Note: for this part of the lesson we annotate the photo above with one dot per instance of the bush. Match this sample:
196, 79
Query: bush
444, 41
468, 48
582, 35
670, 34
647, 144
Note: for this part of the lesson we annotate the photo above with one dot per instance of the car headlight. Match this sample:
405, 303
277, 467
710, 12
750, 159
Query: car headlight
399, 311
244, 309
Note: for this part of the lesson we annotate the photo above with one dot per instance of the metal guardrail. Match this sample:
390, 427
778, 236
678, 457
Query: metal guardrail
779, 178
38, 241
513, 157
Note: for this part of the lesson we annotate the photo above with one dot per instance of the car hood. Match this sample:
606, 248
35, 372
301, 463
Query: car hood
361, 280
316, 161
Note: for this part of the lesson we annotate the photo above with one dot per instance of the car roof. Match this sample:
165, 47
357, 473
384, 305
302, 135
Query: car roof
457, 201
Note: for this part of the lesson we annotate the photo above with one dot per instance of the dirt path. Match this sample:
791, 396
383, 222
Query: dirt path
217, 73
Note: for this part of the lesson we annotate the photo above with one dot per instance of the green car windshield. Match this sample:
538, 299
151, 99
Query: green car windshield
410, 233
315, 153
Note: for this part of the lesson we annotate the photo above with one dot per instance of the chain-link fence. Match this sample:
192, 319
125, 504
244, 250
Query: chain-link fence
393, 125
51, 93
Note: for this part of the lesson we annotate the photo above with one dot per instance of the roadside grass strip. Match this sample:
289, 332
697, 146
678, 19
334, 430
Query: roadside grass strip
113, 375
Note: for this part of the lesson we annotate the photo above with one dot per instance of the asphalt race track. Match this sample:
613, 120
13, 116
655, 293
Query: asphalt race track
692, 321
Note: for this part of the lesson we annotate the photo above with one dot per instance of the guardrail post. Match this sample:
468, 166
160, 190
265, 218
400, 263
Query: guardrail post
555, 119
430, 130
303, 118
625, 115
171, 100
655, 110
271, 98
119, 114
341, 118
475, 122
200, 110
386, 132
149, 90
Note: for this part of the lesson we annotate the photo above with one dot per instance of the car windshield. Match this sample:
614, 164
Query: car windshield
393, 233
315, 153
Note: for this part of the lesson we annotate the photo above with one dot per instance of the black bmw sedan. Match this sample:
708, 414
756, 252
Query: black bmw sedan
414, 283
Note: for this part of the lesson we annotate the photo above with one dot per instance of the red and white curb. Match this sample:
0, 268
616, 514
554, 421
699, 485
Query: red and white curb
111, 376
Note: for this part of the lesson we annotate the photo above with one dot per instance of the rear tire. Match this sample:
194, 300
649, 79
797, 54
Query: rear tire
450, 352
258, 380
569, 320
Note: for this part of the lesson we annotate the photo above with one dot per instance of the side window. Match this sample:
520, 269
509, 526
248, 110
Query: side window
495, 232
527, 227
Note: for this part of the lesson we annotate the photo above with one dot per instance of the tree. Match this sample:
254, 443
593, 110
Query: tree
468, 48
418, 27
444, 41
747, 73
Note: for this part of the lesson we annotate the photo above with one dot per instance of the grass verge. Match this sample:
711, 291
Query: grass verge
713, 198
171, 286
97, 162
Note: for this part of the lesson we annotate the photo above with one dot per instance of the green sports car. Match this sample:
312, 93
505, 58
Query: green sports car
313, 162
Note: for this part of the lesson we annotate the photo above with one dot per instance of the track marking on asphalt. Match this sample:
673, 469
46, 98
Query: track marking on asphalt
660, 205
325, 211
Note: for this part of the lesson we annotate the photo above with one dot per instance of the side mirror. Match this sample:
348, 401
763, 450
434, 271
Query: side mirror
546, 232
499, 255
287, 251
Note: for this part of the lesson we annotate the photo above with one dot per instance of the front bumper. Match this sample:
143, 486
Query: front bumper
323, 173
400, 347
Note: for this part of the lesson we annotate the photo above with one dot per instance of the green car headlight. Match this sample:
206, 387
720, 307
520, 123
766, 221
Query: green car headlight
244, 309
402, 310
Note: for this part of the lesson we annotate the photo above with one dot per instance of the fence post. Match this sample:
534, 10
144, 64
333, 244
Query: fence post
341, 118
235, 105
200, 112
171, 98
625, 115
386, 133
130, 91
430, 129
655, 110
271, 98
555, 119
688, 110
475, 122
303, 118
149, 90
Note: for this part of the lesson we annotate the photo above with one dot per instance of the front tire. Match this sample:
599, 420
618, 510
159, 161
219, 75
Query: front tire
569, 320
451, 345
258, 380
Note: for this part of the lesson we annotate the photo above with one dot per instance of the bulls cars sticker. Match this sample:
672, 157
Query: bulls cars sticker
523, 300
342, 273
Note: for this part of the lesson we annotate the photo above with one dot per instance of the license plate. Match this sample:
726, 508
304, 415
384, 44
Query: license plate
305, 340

(Exercise prompt) Copy, with no changes, the lines that begin at the line containing "green car headlight." and run through the last line of the items, including both of those lines.

(Solved exercise)
Note: for this part of the lesson we annotate the photo above with one dot per instance of the green car headlight. Match this sample:
206, 387
720, 307
520, 123
766, 221
Query: green car headlight
244, 309
402, 310
Note: for this part of the lesson we annotate the photo above with one dot per instance of the fence post. Match this sample:
534, 10
144, 64
333, 244
Query: fence post
341, 118
235, 105
200, 112
171, 98
625, 115
386, 133
130, 91
430, 129
655, 110
271, 98
555, 119
688, 110
475, 122
303, 118
149, 90
Note: for this part of the lesson we annotate the photo above with one dot per instance of the front tire. Match this sample:
599, 420
618, 510
159, 161
219, 75
Query: front tire
569, 320
451, 345
258, 380
Note: for this part of the lesson we annotate the photo above with one dot per instance of the bulls cars sticker. Match this sample:
672, 157
Query: bulls cars sticker
523, 300
342, 273
Note: for this part of the lesson we annotate the photo above with one dot per instance of the license plate. Match this sample:
726, 508
304, 415
384, 44
Query: license plate
305, 340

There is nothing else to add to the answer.